• [EXERCISE AIM] Copy out all the rows below word for word, leaving out the pictures.

======== DATASET RECORDS

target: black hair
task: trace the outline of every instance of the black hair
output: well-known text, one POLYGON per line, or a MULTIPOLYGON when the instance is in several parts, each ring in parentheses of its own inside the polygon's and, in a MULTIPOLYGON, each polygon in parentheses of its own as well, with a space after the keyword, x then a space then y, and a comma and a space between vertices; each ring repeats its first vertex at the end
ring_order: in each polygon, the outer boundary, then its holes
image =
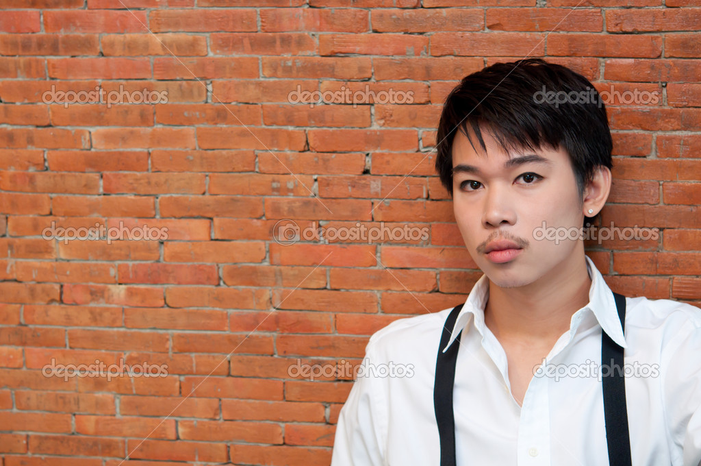
MULTIPOLYGON (((601 95, 581 74, 542 58, 495 63, 463 78, 446 98, 436 134, 435 167, 451 196, 455 130, 475 147, 468 125, 485 152, 480 127, 505 152, 563 147, 580 198, 596 167, 613 167, 613 144, 601 95)), ((585 225, 594 218, 585 218, 585 225)))

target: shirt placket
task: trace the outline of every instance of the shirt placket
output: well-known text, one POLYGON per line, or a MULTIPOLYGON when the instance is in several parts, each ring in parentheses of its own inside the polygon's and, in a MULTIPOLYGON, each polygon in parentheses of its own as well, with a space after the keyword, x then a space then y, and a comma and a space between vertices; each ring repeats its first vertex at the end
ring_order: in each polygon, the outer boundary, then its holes
POLYGON ((519 466, 550 464, 548 385, 547 378, 534 377, 524 397, 519 420, 519 466))

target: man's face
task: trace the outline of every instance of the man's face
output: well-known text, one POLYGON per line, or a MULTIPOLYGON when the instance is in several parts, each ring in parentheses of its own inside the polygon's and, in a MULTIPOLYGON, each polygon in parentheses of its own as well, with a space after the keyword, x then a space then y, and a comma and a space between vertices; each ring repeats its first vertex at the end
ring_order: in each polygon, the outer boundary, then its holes
POLYGON ((453 208, 463 240, 477 267, 503 288, 523 286, 549 272, 557 274, 574 257, 581 241, 538 241, 536 238, 543 238, 543 232, 534 232, 542 229, 544 221, 547 228, 582 226, 582 198, 567 153, 562 148, 544 147, 508 154, 482 131, 485 157, 474 133, 470 135, 479 154, 462 132, 456 133, 453 208), (528 156, 543 160, 513 163, 528 156), (511 162, 505 164, 510 159, 511 162), (496 250, 489 252, 494 240, 511 241, 518 249, 504 251, 504 245, 496 245, 496 250))

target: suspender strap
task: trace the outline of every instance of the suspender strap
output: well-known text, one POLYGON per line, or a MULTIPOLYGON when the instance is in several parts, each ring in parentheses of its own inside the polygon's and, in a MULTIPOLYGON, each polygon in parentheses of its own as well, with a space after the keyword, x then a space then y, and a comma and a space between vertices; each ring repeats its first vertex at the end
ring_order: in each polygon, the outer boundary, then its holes
MULTIPOLYGON (((618 318, 625 332, 625 297, 613 293, 618 318)), ((463 305, 453 308, 445 321, 440 346, 436 359, 436 375, 433 385, 433 407, 435 410, 438 434, 440 437, 440 466, 457 466, 455 457, 455 415, 453 411, 453 387, 455 367, 460 348, 460 336, 444 353, 443 348, 450 340, 463 305)), ((601 370, 604 390, 604 418, 606 428, 606 445, 611 466, 631 466, 630 437, 628 433, 628 413, 625 404, 625 378, 623 370, 623 348, 601 331, 601 370), (613 366, 613 368, 611 366, 613 366)))
MULTIPOLYGON (((625 297, 613 293, 618 319, 625 333, 625 297)), ((623 348, 601 332, 601 383, 604 385, 604 419, 611 466, 631 466, 628 411, 625 404, 623 348)))
POLYGON ((455 382, 455 366, 458 361, 458 350, 460 348, 460 334, 463 332, 461 331, 458 334, 458 338, 447 351, 444 353, 442 352, 450 341, 453 326, 455 325, 455 320, 462 308, 463 305, 454 307, 445 321, 443 333, 440 338, 440 346, 438 347, 438 359, 436 361, 436 378, 433 385, 433 408, 435 409, 438 434, 440 436, 441 466, 456 466, 453 385, 455 382))

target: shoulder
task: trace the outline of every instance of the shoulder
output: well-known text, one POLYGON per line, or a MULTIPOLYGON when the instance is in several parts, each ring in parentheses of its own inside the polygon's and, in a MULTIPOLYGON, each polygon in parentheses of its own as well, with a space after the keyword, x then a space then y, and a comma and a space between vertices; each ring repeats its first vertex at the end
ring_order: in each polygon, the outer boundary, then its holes
POLYGON ((678 330, 701 328, 701 309, 669 299, 650 299, 644 296, 626 300, 626 326, 678 330))
POLYGON ((629 298, 626 306, 626 340, 633 344, 632 350, 657 352, 665 359, 665 354, 685 347, 698 348, 701 309, 674 300, 645 297, 629 298))
POLYGON ((453 307, 400 319, 376 331, 367 344, 368 352, 378 357, 410 354, 438 347, 445 320, 453 307))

================

• [IN RESPONSE]
target: black hair
task: trace the outline of every instance of the black hair
output: well-known text, one POLYGON per line, or a MULTIPOLYGON when the instance is in several parts, each ring in parentheses of its own inside the polygon's and, in a MULTIPOLYGON, each polygon in parentheses of its own as well, with a space after the keyword, x then a space then y, and a comma and a space between vertices; each ring repeats its first vertex at the end
ring_order: in each polygon, the outer boundary, then its holes
image =
MULTIPOLYGON (((601 95, 581 74, 542 58, 495 63, 463 78, 446 98, 436 134, 435 167, 451 196, 455 130, 475 147, 468 125, 485 152, 480 127, 505 152, 563 147, 580 198, 596 167, 613 167, 613 144, 601 95)), ((585 225, 594 218, 585 218, 585 225)))

target: shirt placket
task: trace the outline of every instance of the shirt placket
output: well-known text, one POLYGON per line, or a MULTIPOLYGON when the instance is in several parts, each ring in parentheses of its own inside the polygon's and, in a MULTIPOLYGON, each polygon in parentheses of its own as well, with a space after the keyword, x then a space then y, and a comma and a space between vertices; each ring repeats its first vertex at the end
ring_order: in each polygon, the outer boundary, then its holes
POLYGON ((519 466, 550 464, 548 385, 547 378, 534 377, 524 397, 519 420, 519 466))

target: man's face
task: trace the outline of every instance of the man's face
output: well-known text, one POLYGON per line, or a MULTIPOLYGON when the instance is in several parts, each ring in parentheses of its own inside the polygon's and, in a MULTIPOLYGON, each polygon in parentheses of its own as well, with a space after the keyword, x then a space then y, and a comma and a space between vertices; each ring repeats its first vertex at the end
ring_order: in each polygon, the outer boundary, then its holes
POLYGON ((453 208, 463 240, 477 267, 503 288, 523 286, 549 272, 557 274, 574 257, 581 241, 538 241, 536 238, 543 238, 543 232, 534 232, 542 229, 544 221, 547 228, 582 226, 582 198, 567 153, 562 148, 544 147, 508 154, 482 131, 485 157, 474 133, 470 135, 479 154, 462 132, 456 133, 453 208), (528 156, 543 160, 513 163, 528 156), (511 162, 505 164, 510 159, 511 162), (496 250, 489 252, 494 240, 511 241, 518 249, 504 251, 504 245, 496 245, 496 250))

target: suspender strap
task: trace the outline of every instance of the suspender strap
output: well-known text, one POLYGON per line, or a MULTIPOLYGON when the instance is in several parts, each ring in parentheses of its own inside the polygon's and, in a MULTIPOLYGON, each polygon in parentheses of its own as well, with a space after the keyword, x then a space then y, and a comma and a space between vertices; each ring repeats its first vertex at the end
ring_order: in each polygon, the outer boundary, then its holes
MULTIPOLYGON (((618 318, 625 332, 625 297, 613 293, 618 318)), ((463 305, 453 308, 445 321, 440 346, 436 359, 436 375, 433 385, 433 407, 435 410, 438 434, 440 437, 440 466, 457 466, 455 457, 455 415, 453 411, 453 387, 455 367, 460 348, 460 336, 444 353, 443 348, 450 340, 463 305)), ((601 370, 604 390, 604 418, 606 428, 606 445, 611 466, 631 466, 630 437, 628 433, 628 413, 625 404, 625 378, 623 370, 623 348, 601 331, 601 370), (613 366, 613 368, 611 366, 613 366)))
MULTIPOLYGON (((625 297, 613 293, 618 319, 625 333, 625 297)), ((623 348, 601 332, 601 383, 604 385, 604 419, 611 466, 631 466, 628 411, 625 404, 623 348)))
POLYGON ((455 382, 455 366, 458 361, 458 350, 460 348, 460 334, 463 332, 461 331, 458 334, 458 338, 447 351, 444 353, 442 352, 450 341, 453 326, 455 325, 455 320, 462 308, 463 305, 454 307, 445 321, 443 333, 440 338, 440 346, 438 347, 438 359, 436 361, 436 378, 433 385, 433 408, 435 409, 438 434, 440 436, 441 466, 456 466, 453 385, 455 382))

target: shoulder
task: trace the outline of every instance of the shoulder
output: well-known text, one POLYGON per line, or a MULTIPOLYGON when the instance is in several parts, each ring in parentheses of its own inside the polygon's and, in a MULTIPOLYGON, each polygon in parentheses of its own as well, with a space after the keyword, x then a space then y, and a comma and a space between vertices; each ring repeats its first vertex at the end
ring_order: in each polygon, the outer boundary, then its holes
POLYGON ((678 330, 701 328, 701 309, 669 299, 650 299, 644 296, 626 300, 626 326, 678 330))
POLYGON ((629 298, 626 306, 626 340, 633 344, 632 350, 657 352, 665 359, 665 354, 685 347, 698 348, 701 309, 674 300, 645 297, 629 298))
POLYGON ((453 307, 400 319, 376 331, 367 344, 368 352, 378 357, 410 354, 438 347, 445 320, 453 307))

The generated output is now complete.